**To be done**
• A. In the article about the Cairngorms ruling, how many homes are planned for the estate at Kingussie?
• B. Rewrite the passage of the Cairngorms article that begins at the words "Court of Session rules" and stops after "squirrel and capercaillie.", swapping "houses" for "dwellings".

**Extract provided**
----

Court of Session rules in favour of ‘unacceptable’ Cairngorms development
The Court of Session has today ruled in favour of the Cairngorms National Park Authority in relation to the construction of four new projects within the park bounds, overruling objections from campaigners that it would result in the loss of protected habitats and species.

This clears the way for construction to begin on a new town of up to 1,500 homes at An Camas Mor, an estate of 300 homes at Kingussie, a further 100 houses at Carrbridge and 40 homes at a site at Nethy Bridge.

Campaigners object that these will adversely impact on ancient woodland, wild flower meadows, bogs and pine woodland, to the detriment of rare and endangered animals such as the freshwater pearl mussel, wildcat, red squirrel and capercaillie.

Craig Macadam, director of Buglife Scotland, described the park authorities assessment of such impacts as ‘unacceptable’, saying: "The National Park Authority should have undertaken a more rigorous scientific appraisal to assess the ecological impacts of proposed developments on the internationally designated features before including these in its Local Plan.

“We do not consider that deferring an assessment to the later stages in the planning approval process, which has been the National Park Authority's approach, will provide the protection that Scotland's most treasured natural areas should receive.

“This ruling is a major setback not just for the protection of ‘protected' wildlife, landscape and heritage in the Cairngorms but potentially for future assessments throughout the European Union where it set a precedent for inadequate assessment of sites before their destruction.”

----

**Data supplied**
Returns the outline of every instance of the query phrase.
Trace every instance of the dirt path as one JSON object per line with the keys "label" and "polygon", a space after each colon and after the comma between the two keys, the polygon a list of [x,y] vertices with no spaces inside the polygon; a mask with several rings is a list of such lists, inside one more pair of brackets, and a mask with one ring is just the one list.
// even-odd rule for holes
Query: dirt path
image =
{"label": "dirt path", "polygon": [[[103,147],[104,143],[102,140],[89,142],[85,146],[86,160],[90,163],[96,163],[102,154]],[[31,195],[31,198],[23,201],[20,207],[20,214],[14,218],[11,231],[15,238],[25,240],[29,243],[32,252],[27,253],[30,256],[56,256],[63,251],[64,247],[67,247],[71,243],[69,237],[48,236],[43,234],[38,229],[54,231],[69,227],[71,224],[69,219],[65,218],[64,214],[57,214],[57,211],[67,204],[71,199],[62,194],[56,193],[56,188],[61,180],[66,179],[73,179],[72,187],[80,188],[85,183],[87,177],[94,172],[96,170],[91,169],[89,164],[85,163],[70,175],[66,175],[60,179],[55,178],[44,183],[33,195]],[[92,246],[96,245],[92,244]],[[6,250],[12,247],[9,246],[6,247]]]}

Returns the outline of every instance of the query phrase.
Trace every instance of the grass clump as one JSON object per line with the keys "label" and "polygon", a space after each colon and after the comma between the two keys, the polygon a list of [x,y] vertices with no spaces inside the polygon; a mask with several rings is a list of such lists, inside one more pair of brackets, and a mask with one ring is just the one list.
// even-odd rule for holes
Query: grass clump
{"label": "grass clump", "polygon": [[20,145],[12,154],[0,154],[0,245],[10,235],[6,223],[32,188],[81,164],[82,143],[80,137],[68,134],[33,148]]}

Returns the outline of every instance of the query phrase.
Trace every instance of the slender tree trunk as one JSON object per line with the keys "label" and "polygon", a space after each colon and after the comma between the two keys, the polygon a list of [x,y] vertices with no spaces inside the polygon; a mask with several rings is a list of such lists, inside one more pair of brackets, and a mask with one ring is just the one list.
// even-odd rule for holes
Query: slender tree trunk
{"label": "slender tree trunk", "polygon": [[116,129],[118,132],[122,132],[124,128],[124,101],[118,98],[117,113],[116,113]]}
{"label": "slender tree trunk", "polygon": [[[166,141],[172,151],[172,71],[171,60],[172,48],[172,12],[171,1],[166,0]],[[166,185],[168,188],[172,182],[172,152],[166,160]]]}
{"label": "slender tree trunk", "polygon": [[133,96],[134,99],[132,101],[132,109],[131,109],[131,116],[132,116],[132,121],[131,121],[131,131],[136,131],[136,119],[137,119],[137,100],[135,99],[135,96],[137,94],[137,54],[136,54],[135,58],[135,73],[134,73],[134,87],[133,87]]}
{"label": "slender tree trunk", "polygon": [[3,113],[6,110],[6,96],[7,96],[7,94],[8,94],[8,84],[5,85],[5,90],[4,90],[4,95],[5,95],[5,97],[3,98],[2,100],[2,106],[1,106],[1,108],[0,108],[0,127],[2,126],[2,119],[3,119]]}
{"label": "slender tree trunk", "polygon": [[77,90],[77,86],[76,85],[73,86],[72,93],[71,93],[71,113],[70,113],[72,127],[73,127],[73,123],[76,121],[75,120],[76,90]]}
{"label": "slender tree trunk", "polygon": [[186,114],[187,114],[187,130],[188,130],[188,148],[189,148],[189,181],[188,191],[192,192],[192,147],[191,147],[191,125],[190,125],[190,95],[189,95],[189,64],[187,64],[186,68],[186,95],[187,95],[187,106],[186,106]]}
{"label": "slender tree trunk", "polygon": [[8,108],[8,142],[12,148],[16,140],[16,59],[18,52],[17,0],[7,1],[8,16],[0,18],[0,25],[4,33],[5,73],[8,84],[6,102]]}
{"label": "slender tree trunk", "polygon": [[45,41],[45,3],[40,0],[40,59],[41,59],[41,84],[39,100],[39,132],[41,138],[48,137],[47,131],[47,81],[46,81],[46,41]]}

----

**Answers to the exercise**
• A. 300 homes.

• B.
Court of Session rules in favour of ‘unacceptable’ Cairngorms development
The Court of Session has today ruled in favour of the Cairngorms National Park Authority in relation to the construction of four new projects within the park bounds, overruling objections from campaigners that it would result in the loss of protected habitats and species.

This clears the way for construction to begin on a new town of up to 1,500 homes at An Camas Mor, an estate of 300 homes at Kingussie, a further 100 dwellings at Carrbridge and 40 homes at a site at Nethy Bridge.

Campaigners object that these will adversely impact on ancient woodland, wild flower meadows, bogs and pine woodland, to the detriment of rare and endangered animals such as the freshwater pearl mussel, wildcat, red squirrel and capercaillie.